| Written problem 1 |
Count the lines in the rows below that contain the string "play", treating uppercase and lowercase as different. Give only the number.

| Source |
****************
The family's day to day living
Despite how wretched either one or both of you may feel, (although it may seem that one of you is hurting the most, it is in most cases very painful to all concerned) day to day living has to be organised and the family's financial situation has to be preserved.
In order to prepare the way for a settlement to be discussed, some short term plan should be agreed. It may be useful to consider the following issues:
The family home
This is discussed in more detail further on In this section but your immediate concern should be the mortgage or the rent. If there are children, they normally stay in the home with their mother and if the husband is the main earner, attention should be focussed on continuing this payment together with any associated policies. Even if tempers have flared, the family home may be the main asset and should be protected. When emotions are running high, any threat regarding the sale of the property at this early stage could be counterproductive. Your aim is not to decide on a final outcome at this early stage, but to keep the family stable on level ground so that future discussions may take place. But if you are unable to keep up the payments, you should always write to the mortgage company or your landlord at the earliest possible time. (Debt is discussed in detail later In this section).
One thing which frequently upsets the one left in the family home is the term 'ex matrimonial home.' Although it seems to infer that the home no longer belongs to the family, it is only a legal term used when you are not living together at the property.
What if the property is in my spouse's name only?
If the family property is in the sole name of the other spouse, this can be altered by registering it in your name and you should also draw your solicitor's attention to this asap. If there is any other property owned by your spouse, then steps can be taken to prevent it being sold before a settlement is agreed if you can show that this may harm your claim. When the property is in your joint names and you wish to safeguard your half should anything happen to you whilst the divorce process continues, you can ask your solicitor to arrange this. This means that should you die, your share in the property would form part of your estate. Your solicitor will advise you but you should consider whether this action would be seen as inflammatory particularly when children are involved. You should also bear in mind that the courts have full powers to allocate property as they see fit in divorce.
Care should also be taken to provide for the family's immediate needs. If at all possible, it may be wise to allocate the same amount of family income, or as near as possible, to meet the normal spending pattern. Although you may consider that one less person in the household would automatically reduce the outgoings, this is not generally the case. The cancellation of any payments or planned expenditure, unless major, without any prior discussion or notification, often results in avoidable distress. This distress could then lead to a lack of trust and fear, which in turn may only serve to lead to lengthy negotiations. Fear is a powerful negative emotion whether it is real or imagined.
****************
| Given records |
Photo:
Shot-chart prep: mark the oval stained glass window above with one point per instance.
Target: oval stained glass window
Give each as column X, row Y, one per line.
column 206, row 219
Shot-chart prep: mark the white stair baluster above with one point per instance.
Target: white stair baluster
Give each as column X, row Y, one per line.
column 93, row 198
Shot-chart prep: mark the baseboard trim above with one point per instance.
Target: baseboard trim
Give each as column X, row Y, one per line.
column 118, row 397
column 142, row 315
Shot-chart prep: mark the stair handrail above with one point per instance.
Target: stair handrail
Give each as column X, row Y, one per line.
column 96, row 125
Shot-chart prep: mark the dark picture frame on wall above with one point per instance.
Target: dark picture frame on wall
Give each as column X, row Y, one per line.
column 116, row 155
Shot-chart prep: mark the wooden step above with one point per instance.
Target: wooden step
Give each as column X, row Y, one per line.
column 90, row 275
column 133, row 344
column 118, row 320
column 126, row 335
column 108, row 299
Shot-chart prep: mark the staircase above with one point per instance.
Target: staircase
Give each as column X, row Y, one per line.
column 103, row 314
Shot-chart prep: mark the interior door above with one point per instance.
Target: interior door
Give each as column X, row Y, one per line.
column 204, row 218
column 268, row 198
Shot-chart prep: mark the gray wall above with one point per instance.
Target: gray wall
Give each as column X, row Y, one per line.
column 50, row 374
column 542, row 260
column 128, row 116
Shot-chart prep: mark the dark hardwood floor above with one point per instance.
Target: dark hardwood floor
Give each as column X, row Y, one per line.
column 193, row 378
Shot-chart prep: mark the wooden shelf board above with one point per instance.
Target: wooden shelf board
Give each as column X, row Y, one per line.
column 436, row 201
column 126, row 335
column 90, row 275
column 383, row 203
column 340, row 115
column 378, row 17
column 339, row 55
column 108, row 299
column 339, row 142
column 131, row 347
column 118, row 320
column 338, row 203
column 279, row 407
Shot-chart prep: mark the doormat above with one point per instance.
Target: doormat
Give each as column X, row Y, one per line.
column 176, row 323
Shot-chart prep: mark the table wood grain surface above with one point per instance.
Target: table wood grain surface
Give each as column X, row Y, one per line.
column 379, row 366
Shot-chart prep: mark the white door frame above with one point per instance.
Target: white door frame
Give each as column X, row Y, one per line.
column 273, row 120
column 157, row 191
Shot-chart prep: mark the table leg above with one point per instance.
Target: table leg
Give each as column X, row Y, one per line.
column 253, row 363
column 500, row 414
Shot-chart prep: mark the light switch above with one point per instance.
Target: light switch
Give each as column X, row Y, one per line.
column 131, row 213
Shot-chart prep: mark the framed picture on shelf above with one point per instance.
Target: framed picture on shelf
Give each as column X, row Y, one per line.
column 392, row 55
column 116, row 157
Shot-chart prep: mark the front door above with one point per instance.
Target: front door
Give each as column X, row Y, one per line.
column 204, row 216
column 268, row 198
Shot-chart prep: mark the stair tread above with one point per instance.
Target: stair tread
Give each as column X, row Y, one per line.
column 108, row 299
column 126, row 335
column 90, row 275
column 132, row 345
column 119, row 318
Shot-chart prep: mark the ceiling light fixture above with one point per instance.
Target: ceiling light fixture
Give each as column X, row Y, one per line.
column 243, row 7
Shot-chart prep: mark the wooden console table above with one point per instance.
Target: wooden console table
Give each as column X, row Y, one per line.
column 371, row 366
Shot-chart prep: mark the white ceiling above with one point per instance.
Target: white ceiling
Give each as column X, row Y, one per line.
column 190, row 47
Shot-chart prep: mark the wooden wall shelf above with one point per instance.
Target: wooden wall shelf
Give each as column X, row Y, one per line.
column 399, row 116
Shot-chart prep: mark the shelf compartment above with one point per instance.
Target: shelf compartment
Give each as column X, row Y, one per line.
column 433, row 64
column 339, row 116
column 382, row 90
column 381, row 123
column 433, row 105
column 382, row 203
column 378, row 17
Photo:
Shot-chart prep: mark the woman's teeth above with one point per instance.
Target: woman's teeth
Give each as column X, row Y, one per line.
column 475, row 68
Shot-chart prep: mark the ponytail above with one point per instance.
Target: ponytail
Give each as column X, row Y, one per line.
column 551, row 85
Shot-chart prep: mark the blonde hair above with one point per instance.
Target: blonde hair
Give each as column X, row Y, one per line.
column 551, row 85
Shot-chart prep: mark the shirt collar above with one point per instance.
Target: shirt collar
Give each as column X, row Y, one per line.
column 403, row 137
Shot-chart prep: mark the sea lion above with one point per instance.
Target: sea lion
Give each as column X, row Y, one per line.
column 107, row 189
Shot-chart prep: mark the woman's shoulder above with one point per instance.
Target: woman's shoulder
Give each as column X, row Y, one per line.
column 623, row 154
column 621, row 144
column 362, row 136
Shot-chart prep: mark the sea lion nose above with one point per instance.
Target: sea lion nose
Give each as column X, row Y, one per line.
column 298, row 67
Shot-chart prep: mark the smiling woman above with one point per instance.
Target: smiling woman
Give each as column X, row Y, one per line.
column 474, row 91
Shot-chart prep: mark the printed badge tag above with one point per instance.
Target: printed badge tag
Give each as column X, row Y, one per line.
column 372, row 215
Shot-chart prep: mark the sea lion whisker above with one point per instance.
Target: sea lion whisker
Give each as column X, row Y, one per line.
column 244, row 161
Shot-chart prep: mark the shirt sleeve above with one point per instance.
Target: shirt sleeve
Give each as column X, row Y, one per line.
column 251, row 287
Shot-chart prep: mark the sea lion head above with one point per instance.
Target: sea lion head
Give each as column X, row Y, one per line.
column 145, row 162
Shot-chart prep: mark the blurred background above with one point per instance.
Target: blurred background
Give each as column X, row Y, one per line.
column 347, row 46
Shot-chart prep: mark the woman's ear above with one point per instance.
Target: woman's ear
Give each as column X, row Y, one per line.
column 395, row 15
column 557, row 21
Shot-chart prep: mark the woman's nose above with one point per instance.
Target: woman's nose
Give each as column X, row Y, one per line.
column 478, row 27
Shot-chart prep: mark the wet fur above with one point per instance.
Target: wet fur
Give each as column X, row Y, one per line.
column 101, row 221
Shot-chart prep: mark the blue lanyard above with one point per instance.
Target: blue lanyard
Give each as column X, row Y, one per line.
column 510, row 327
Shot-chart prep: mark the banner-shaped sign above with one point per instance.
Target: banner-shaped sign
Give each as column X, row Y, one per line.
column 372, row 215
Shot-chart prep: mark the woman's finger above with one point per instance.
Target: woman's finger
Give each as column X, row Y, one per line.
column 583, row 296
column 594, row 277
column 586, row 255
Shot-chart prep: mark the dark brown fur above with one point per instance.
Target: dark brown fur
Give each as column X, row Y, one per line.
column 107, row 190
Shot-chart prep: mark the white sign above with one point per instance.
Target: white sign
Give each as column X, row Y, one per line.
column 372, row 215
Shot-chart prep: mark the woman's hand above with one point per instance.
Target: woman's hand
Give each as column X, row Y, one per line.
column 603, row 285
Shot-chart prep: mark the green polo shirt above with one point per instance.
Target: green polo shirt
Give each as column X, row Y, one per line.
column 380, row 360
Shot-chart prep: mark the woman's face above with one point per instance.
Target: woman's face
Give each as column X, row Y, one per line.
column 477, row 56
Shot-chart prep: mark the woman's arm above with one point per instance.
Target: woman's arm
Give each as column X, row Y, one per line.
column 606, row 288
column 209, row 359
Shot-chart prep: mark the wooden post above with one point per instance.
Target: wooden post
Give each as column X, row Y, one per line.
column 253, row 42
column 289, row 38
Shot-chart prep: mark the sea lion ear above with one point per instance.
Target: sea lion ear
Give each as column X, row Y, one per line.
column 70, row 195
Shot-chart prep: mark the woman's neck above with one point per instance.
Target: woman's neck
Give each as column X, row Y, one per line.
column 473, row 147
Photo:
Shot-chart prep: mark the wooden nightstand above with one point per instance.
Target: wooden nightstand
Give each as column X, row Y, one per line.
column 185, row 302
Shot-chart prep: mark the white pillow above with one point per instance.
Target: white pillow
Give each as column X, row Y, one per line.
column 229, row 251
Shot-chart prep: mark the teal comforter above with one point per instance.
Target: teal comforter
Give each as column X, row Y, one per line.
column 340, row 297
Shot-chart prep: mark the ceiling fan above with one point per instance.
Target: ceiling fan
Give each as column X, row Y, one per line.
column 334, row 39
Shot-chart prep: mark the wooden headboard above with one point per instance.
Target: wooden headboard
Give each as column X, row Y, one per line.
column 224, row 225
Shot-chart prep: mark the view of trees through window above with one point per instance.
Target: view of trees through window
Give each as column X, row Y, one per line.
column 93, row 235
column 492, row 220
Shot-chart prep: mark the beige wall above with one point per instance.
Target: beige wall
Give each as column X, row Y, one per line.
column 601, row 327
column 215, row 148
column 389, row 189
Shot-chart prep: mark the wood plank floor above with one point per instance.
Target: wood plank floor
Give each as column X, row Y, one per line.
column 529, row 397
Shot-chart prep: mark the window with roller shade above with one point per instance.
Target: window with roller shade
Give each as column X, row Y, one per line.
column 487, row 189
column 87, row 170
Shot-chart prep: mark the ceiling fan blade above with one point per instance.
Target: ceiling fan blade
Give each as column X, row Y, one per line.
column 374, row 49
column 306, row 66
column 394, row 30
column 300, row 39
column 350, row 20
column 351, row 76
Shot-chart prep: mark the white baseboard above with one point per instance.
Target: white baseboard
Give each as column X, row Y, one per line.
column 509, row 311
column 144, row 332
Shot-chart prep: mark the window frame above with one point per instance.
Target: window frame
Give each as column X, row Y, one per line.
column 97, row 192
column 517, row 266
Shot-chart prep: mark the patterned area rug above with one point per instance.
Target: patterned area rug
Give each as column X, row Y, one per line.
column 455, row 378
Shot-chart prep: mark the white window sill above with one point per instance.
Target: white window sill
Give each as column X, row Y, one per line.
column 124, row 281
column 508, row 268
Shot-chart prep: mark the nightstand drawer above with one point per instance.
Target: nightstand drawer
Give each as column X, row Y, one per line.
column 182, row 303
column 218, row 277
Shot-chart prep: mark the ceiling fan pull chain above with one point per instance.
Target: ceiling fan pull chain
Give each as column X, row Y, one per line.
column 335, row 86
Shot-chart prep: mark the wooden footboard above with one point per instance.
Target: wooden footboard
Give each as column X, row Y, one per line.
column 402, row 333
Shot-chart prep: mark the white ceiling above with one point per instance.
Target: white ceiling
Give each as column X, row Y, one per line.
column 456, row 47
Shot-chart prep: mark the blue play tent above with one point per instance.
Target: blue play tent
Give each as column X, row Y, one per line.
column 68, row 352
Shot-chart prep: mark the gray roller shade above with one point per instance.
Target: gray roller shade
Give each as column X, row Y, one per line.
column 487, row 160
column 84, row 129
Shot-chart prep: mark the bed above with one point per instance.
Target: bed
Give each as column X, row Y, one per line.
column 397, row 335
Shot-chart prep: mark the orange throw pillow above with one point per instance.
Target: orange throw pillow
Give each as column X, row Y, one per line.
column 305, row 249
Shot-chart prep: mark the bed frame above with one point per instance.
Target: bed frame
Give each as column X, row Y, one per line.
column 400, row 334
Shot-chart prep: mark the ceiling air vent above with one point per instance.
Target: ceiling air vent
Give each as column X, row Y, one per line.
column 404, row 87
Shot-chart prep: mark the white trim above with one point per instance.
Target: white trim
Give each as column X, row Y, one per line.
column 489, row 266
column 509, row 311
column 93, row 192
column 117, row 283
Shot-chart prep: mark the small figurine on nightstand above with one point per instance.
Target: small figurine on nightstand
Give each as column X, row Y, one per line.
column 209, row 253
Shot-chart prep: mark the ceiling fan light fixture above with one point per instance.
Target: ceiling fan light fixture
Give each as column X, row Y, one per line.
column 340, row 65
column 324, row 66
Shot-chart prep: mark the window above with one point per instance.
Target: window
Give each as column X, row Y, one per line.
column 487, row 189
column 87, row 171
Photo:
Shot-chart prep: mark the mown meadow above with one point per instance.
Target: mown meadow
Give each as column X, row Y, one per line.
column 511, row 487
****************
| Written problem 2 |
Continue the passage above on managing a family's day-to-day living during a separation, starting after its last sentence.

| Expected output 1 |
2

| Expected output 2 |
Child contact problems
Another consequence of this type of behaviour could be problems relating to contact with any children. Emotions, the legal process, finances, children and health are all interwoven and any problem in one or more of these areas will undoubtedly have a knock-on effect on the others. You may wish to take control at this stage, but reasonable behaviour is best. Although you may have come to terms with the breakdown of your marriage and you may think that your spouse has too, it is generally the case that one of you is much further down the road than the other on this divorce journey.
The one thing which causes bad feeling and resentment is overspending. It is so thoughtless to restrict your spouse to a much lower budget and argue that money is in short supply when you are seen to be enjoying a spending spree. Even if you think that this is done in secret, you may be brought to task when you have to explain your accounts in court. On the other hand, it is thoughtless to attempt to punish the other by spending on credit cards when you know that this has to be paid for at a later date. Again, the best action is reasonable action.
Who controls the bank accounts?
It is worthwhile giving some thought to your banking arrangements particularly if you fear that large sums of money may be taken from a bank or building society or that charges could be made to joint credit card or store accounts. In fact, all options should be considered as your family's financial position should be safeguarded particularly when there are debts.
Where accounts are in joint names, you are both jointly liable even after you separate and it may be prudent to change accounts to sole names or to agree with your bank to only allow certain sums to be drawn when both of you sign. Another option is to reduce the spending limit on credit cards or arrange for your spouse to have a new one.
Freezing accounts is also an option to be discussed with your solicitor. When family Trusts are involved, you should seek expert advice either through your solicitor or your financial adviser but you should make your solicitor aware of the situation.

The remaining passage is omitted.